Given request |
Turn the data from the line containing "outline --target=bull's hoof" through the end into a numbered list, skipping blank lines and leaving out the pictures.

- - -

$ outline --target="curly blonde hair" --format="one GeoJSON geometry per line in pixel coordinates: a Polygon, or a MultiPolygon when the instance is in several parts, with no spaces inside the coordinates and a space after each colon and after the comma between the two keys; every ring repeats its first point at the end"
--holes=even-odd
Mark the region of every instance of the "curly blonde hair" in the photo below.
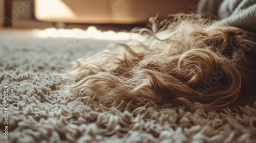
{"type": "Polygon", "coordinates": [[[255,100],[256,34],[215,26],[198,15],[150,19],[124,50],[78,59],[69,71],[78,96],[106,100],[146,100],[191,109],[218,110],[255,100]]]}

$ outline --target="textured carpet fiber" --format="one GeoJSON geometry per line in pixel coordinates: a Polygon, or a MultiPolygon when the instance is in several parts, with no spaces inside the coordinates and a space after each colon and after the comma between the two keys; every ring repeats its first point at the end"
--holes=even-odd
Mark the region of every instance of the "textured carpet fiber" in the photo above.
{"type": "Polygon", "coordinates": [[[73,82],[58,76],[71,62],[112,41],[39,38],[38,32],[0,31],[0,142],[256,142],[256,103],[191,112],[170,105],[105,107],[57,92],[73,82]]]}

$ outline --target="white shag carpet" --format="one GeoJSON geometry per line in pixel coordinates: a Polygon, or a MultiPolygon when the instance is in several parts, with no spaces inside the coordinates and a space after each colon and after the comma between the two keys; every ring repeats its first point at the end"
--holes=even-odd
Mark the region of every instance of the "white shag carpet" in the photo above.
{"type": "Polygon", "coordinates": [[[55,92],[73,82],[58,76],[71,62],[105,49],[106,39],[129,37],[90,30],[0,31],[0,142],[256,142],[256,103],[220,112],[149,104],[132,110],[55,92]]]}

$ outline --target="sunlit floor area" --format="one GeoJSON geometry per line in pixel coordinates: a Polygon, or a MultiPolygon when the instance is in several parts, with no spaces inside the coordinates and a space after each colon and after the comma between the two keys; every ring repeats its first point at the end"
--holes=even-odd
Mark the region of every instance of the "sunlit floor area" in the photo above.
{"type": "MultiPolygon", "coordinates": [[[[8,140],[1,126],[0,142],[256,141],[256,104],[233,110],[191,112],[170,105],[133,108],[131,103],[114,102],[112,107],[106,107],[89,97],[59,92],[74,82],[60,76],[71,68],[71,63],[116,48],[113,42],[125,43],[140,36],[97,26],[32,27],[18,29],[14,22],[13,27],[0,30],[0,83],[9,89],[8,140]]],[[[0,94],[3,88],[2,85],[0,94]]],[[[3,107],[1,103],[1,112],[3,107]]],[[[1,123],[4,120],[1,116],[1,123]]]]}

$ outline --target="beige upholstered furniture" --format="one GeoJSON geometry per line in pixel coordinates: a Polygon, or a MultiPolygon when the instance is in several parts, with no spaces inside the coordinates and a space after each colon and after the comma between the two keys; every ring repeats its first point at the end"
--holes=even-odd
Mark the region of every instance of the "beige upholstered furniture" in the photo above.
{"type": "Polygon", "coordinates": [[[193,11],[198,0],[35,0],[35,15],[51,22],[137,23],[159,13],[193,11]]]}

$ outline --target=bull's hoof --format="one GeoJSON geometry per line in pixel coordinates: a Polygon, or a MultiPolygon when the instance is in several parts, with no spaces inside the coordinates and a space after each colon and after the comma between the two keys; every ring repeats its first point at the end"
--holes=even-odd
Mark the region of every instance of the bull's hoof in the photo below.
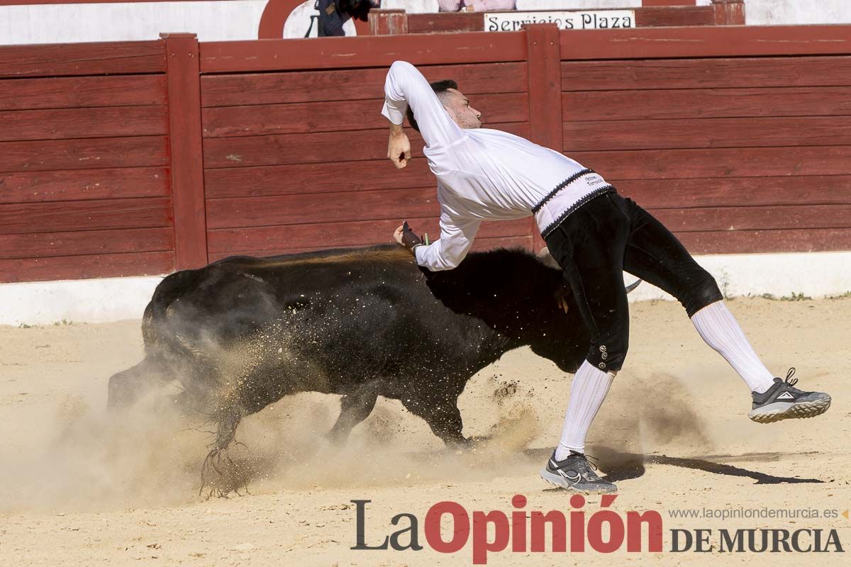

- - -

Response for this exercise |
1. $ outline --target=bull's hoof --format="one GeoJSON geometry per line in pixel coordinates: a Polygon, or a MultiPolygon when the instance is in several parts, with no spaces inside the coordinates and a space after each colon and after the comma between the two keys; every ring repeats its first point at the end"
2. --holes=even-odd
3. Mark the region of every instance of the bull's hoof in the photo below.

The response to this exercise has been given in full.